PROBLEM >> All of the entries must be output exactly as they are.
START PROVIDED ENTRIES
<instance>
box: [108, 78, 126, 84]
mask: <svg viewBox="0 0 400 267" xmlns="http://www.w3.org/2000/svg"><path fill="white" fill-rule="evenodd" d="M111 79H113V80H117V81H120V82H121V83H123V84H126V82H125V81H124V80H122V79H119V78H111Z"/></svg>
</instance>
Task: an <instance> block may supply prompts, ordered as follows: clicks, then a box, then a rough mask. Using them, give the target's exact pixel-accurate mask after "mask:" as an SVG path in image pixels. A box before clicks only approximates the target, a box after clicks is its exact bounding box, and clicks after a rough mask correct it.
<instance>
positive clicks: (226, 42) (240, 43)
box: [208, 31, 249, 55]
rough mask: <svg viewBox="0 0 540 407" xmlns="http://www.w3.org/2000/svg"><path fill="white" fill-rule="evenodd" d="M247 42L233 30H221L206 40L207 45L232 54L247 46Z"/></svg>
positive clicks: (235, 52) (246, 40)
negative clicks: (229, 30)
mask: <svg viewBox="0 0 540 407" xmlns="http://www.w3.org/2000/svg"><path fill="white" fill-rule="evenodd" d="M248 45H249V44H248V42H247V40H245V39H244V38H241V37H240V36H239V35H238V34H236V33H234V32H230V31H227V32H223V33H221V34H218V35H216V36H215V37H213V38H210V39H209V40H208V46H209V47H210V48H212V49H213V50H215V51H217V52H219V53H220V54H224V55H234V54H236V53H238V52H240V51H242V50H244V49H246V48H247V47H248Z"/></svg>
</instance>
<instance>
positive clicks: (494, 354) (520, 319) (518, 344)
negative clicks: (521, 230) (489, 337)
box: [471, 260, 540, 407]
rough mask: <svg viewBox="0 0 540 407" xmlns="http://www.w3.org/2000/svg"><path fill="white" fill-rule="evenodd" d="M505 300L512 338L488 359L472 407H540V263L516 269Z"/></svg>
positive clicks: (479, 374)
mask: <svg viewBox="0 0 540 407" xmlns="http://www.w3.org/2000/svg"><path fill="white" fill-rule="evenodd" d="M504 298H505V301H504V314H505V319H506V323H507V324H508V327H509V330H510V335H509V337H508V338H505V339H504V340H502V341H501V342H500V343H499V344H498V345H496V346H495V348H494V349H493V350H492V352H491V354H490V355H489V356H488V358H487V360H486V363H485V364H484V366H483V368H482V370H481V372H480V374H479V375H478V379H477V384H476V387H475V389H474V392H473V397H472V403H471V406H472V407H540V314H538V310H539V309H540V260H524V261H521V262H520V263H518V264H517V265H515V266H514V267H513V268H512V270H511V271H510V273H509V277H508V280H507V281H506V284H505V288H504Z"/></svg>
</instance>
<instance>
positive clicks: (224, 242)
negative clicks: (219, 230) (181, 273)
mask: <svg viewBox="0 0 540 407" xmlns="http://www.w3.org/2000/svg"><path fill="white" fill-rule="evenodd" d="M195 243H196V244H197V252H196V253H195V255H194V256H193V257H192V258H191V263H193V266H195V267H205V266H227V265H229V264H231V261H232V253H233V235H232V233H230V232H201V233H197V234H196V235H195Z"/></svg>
END PROVIDED ENTRIES
REPLY >>
<instance>
box: [108, 78, 126, 84]
mask: <svg viewBox="0 0 400 267" xmlns="http://www.w3.org/2000/svg"><path fill="white" fill-rule="evenodd" d="M111 79H113V80H117V81H120V82H121V83H123V84H126V82H125V81H124V80H122V79H119V78H111Z"/></svg>
</instance>
Task: an <instance> block may supply prompts, ordered as follows: clicks, then a box, then a rough mask. Using them, give the target's exact pixel-accurate mask after "mask:" as an SVG path in image pixels. A box before clicks only approximates the target, a box after clicks is its exact bounding box, and clicks after a rough mask correct it.
<instance>
positive clicks: (226, 42) (240, 43)
box: [208, 31, 249, 55]
rough mask: <svg viewBox="0 0 540 407" xmlns="http://www.w3.org/2000/svg"><path fill="white" fill-rule="evenodd" d="M247 42L233 30H221L206 40L207 45L232 54L247 46Z"/></svg>
positive clicks: (235, 52) (246, 40)
negative clicks: (229, 30)
mask: <svg viewBox="0 0 540 407" xmlns="http://www.w3.org/2000/svg"><path fill="white" fill-rule="evenodd" d="M248 45H249V44H248V42H247V40H245V39H244V38H241V37H240V36H239V35H238V34H236V33H234V32H230V31H227V32H223V33H221V34H218V35H216V36H215V37H213V38H210V39H209V40H208V46H209V47H210V48H212V49H213V50H215V51H217V52H219V53H220V54H224V55H234V54H236V53H238V52H240V51H242V50H244V49H246V48H247V47H248Z"/></svg>
</instance>
<instance>
positive clicks: (494, 354) (520, 319) (518, 344)
negative clicks: (521, 230) (489, 337)
box: [471, 260, 540, 407]
rough mask: <svg viewBox="0 0 540 407" xmlns="http://www.w3.org/2000/svg"><path fill="white" fill-rule="evenodd" d="M505 300L512 338L488 359L472 407H540V263L516 269Z"/></svg>
positive clicks: (479, 374)
mask: <svg viewBox="0 0 540 407" xmlns="http://www.w3.org/2000/svg"><path fill="white" fill-rule="evenodd" d="M504 298H505V301H504V314H505V319H506V323H507V324H508V327H509V330H510V335H509V337H508V338H505V339H504V340H502V341H501V342H500V343H499V344H498V345H496V346H495V348H494V349H493V350H492V352H491V354H490V355H489V356H488V358H487V360H486V363H485V364H484V366H483V368H482V370H481V372H480V374H479V375H478V379H477V384H476V387H475V389H474V392H473V397H472V403H471V406H472V407H540V314H538V310H539V309H540V260H524V261H521V262H520V263H518V264H517V265H515V266H514V267H513V268H512V270H511V271H510V273H509V277H508V280H507V281H506V284H505V288H504Z"/></svg>
</instance>
<instance>
positive clicks: (224, 242)
negative clicks: (219, 230) (181, 273)
mask: <svg viewBox="0 0 540 407" xmlns="http://www.w3.org/2000/svg"><path fill="white" fill-rule="evenodd" d="M195 243H196V244H197V252H196V253H195V255H194V256H193V257H192V258H191V263H193V266H195V267H205V266H227V265H229V264H231V261H232V253H233V235H232V233H230V232H201V233H197V234H196V235H195Z"/></svg>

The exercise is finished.